WRITTEN TASK A.
From the post on the exploding water capacitor, copy the passage that begins with the words "What I was referring" and ends after the words "into H2 and O2.".

Jones Beene
Thu, 22 Mar 2007 18:37:59 -0800
Let's say they were electrolyzing 5 gallons "per hour," instead of "per minute" - The transit time from reactor to cylinder is in milliseconds, so even if the capacitance is not stable for much longer - it could somehow be effective.
What I was referring to in that somewhat cryptic reference is the hypothesis that water-splitting may NOT be occurring per se. Technically this situation may NOT be electrolysis at all, in the sense of water being split into H2 and O2.
Instead the power source would be the "exploding water capacitor."This has been mentioned here several times as an alternative hypothesis for certain water fuel claims - like that of Stanley Meyer (if that were to be trusted), and it does not rule out other "new physics" contributions to the anomalous energy (hydrino etc). It does rule out steam, as opposed to water mist, since steam has too low a dielectric constant (~1, as opposed to 80 for pure water).
If this kind of water-capacitor were to be "exploded" - to use the direct analogy to an exploding electrolytic capacitor then the question arises as to how much energy is available from this, compared with gasoline combustion.

WRITTEN TASK B.
Pull out every line of the listing below that contains the word "background".

PROVIDED MATERIAL.
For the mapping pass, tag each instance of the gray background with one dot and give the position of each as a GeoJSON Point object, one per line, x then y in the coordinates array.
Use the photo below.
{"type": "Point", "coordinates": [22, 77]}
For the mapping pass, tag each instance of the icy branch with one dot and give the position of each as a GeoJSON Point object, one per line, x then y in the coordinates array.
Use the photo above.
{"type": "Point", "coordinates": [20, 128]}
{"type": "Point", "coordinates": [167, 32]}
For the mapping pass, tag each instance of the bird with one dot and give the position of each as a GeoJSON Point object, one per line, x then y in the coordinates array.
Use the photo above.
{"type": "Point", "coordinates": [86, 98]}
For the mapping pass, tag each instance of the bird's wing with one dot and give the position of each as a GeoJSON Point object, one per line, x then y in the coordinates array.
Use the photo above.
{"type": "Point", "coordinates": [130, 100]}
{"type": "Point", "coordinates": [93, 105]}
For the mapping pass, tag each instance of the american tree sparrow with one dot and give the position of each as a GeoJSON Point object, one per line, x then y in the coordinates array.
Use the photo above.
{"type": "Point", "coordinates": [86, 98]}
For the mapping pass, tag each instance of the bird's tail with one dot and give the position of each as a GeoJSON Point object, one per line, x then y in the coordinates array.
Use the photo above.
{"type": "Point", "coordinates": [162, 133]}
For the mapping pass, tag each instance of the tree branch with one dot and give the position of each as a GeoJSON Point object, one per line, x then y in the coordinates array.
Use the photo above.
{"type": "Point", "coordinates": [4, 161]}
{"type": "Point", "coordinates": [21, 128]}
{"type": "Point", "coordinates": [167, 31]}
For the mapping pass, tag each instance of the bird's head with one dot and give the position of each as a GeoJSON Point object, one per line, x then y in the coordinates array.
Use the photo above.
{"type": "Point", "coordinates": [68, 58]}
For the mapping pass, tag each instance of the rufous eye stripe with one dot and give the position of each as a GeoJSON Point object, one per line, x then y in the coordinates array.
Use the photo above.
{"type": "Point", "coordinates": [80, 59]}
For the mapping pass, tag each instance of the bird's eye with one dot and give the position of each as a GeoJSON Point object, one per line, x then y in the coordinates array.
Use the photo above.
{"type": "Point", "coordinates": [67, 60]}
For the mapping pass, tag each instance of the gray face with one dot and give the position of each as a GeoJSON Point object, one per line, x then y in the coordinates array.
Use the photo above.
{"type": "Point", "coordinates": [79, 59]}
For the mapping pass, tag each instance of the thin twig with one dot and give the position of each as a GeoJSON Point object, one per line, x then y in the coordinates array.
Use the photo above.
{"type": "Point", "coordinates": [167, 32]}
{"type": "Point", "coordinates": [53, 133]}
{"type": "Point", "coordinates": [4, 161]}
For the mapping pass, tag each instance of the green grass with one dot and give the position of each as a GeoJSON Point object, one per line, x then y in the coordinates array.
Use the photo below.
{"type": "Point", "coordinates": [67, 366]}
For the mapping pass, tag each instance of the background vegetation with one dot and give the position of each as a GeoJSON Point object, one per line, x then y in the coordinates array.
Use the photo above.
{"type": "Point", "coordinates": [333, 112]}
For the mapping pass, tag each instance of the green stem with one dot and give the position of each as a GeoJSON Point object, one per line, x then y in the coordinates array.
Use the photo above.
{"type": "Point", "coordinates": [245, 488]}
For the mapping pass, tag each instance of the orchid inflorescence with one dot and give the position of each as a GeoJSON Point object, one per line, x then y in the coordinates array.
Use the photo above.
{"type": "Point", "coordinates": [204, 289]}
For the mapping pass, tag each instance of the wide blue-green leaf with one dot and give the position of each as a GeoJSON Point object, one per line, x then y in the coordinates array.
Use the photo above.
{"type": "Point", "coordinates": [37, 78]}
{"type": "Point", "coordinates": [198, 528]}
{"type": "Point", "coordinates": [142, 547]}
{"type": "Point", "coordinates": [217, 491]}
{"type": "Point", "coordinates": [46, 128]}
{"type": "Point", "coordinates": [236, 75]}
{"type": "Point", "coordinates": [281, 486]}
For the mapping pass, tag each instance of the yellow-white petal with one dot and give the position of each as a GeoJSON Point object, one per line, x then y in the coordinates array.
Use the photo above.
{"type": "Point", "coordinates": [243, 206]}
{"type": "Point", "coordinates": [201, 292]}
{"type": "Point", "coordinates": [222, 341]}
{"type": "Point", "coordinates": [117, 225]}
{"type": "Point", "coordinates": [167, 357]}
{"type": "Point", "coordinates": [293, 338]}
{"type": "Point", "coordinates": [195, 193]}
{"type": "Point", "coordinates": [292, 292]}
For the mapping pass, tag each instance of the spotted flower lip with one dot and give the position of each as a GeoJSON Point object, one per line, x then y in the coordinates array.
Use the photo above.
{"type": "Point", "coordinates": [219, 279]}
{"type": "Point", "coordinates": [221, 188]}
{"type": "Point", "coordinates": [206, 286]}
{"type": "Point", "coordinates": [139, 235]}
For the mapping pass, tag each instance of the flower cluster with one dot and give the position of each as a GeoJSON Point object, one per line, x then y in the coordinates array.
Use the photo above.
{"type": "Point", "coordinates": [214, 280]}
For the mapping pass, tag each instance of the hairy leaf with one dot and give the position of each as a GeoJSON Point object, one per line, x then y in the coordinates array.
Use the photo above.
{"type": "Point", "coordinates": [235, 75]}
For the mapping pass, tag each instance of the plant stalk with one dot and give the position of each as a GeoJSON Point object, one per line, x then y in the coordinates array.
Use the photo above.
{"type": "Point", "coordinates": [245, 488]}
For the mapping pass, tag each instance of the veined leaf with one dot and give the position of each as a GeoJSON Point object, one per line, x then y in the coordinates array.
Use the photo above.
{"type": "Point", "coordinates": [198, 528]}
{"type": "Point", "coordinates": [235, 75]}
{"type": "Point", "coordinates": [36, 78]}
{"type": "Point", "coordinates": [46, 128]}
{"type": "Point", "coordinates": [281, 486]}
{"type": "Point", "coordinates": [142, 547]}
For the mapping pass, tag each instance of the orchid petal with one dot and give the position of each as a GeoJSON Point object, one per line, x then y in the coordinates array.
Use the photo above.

ANSWER A.
What I was referring to in that somewhat cryptic reference is the hypothesis that water-splitting may NOT be occurring per se. Technically this situation may NOT be electrolysis at all, in the sense of water being split into H2 and O2.

ANSWER B.
For the mapping pass, tag each instance of the gray background with one dot and give the position of each as a GeoJSON Point object, one per line, x then y in the coordinates array.
For the mapping pass, tag each instance of the background vegetation with one dot and give the position of each as a GeoJSON Point object, one per line, x then y in the coordinates array.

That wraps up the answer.